GIVEN RECORDS start

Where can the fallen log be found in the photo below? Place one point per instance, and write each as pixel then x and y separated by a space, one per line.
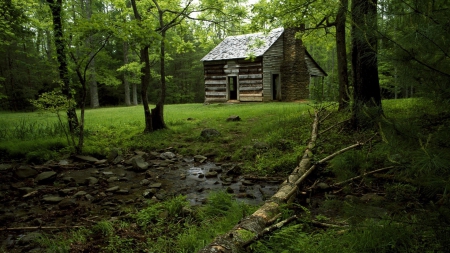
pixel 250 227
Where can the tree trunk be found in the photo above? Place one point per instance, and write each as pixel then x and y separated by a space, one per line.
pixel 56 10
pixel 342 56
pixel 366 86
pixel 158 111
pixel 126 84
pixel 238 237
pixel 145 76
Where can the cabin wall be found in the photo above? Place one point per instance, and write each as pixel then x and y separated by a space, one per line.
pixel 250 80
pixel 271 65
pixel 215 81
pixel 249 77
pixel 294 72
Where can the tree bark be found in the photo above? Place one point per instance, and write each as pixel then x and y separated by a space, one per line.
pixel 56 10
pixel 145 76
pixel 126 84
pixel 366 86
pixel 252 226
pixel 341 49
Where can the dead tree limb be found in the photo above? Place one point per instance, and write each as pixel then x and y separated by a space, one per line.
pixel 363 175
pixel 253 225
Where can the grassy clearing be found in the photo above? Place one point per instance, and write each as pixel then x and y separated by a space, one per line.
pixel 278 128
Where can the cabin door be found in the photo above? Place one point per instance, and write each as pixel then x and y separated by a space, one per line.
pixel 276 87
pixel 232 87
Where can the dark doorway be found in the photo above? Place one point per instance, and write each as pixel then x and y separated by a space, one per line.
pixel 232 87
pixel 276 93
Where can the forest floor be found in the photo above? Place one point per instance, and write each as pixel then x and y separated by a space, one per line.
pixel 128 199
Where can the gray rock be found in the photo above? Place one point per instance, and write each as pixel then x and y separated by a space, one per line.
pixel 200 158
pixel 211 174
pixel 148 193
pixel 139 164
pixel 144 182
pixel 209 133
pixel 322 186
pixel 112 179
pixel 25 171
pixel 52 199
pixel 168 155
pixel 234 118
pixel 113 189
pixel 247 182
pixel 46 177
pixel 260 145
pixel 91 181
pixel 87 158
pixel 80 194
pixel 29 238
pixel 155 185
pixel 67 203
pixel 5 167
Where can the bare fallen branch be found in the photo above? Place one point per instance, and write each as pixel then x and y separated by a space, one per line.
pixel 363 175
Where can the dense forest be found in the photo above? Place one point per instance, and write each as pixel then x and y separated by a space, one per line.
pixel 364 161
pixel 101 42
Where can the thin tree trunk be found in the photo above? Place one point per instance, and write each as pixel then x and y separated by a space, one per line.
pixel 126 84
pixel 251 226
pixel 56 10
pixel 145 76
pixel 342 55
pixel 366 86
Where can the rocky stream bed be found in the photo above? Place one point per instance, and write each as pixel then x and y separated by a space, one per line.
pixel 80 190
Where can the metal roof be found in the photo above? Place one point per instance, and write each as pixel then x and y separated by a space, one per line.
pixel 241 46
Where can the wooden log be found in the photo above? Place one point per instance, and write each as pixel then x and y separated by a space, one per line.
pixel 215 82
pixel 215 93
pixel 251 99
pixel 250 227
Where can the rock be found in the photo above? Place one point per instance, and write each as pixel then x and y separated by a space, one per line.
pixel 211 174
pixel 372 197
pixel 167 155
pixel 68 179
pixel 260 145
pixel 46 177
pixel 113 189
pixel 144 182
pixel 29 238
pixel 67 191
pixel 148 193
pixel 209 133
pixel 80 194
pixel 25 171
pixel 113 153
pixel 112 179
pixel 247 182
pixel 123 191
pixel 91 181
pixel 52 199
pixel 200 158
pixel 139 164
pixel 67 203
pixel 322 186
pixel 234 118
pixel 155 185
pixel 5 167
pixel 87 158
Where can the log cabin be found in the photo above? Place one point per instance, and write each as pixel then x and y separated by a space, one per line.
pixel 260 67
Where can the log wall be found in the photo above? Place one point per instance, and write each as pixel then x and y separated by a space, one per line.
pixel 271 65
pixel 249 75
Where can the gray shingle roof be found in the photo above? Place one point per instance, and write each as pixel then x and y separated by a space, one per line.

GIVEN RECORDS end
GIVEN RECORDS start

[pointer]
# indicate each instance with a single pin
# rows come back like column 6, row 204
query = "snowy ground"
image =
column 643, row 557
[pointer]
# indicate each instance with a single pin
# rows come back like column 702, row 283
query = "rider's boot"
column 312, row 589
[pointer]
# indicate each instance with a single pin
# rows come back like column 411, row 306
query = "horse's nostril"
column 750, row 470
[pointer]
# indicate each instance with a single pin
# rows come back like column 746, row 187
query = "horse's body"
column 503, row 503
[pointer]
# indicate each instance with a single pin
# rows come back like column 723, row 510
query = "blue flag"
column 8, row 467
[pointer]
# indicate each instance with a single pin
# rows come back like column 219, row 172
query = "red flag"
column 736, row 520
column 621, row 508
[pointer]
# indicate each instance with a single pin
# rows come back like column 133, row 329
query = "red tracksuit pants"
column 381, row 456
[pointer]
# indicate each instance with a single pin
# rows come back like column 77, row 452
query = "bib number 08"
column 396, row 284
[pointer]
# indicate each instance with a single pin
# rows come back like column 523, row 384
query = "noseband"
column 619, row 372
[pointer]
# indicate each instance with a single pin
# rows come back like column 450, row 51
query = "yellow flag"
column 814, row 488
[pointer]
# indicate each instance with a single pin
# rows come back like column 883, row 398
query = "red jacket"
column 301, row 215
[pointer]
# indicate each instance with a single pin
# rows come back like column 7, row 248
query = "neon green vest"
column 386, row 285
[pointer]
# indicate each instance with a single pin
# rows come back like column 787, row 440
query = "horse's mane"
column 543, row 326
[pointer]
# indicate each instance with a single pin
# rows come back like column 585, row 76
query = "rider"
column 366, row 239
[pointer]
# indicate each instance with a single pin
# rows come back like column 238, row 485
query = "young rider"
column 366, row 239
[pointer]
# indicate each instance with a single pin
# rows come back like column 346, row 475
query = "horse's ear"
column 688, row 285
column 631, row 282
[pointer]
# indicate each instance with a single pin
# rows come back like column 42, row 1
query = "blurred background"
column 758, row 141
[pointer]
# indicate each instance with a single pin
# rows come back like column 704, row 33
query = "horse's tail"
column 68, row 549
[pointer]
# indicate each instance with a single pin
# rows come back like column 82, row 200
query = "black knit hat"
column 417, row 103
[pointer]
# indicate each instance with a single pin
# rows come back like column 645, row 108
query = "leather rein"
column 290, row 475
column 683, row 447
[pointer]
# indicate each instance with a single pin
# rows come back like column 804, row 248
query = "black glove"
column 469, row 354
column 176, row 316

GIVEN RECORDS end

Copy out the lines from the one containing "Where can the forest" through the one containing "pixel 101 42", keeping both of those lines, with no changes.

THE RESPONSE =>
Where can the forest floor be found in the photo above? Place one point per instance, and write each as pixel then x and y separated by a space, one per line.
pixel 128 199
Where can the gray rock be found in the photo above? Place one point per instance, and write each as pixel then x and y separated by a space, one per line.
pixel 200 158
pixel 211 174
pixel 148 193
pixel 139 164
pixel 144 182
pixel 209 133
pixel 322 186
pixel 112 179
pixel 25 171
pixel 52 199
pixel 168 155
pixel 234 118
pixel 113 189
pixel 247 182
pixel 46 177
pixel 260 145
pixel 91 181
pixel 87 158
pixel 80 194
pixel 29 238
pixel 155 185
pixel 67 203
pixel 5 167
Where can the bare fallen branch be found in the photo above? Place one point per instance, and write each as pixel then x and y separated by a space, one per line.
pixel 363 175
Where can the dense forest be found in the photo above? Place one point per instance, and write each as pixel then x and y separated by a space, one per line.
pixel 364 161
pixel 101 42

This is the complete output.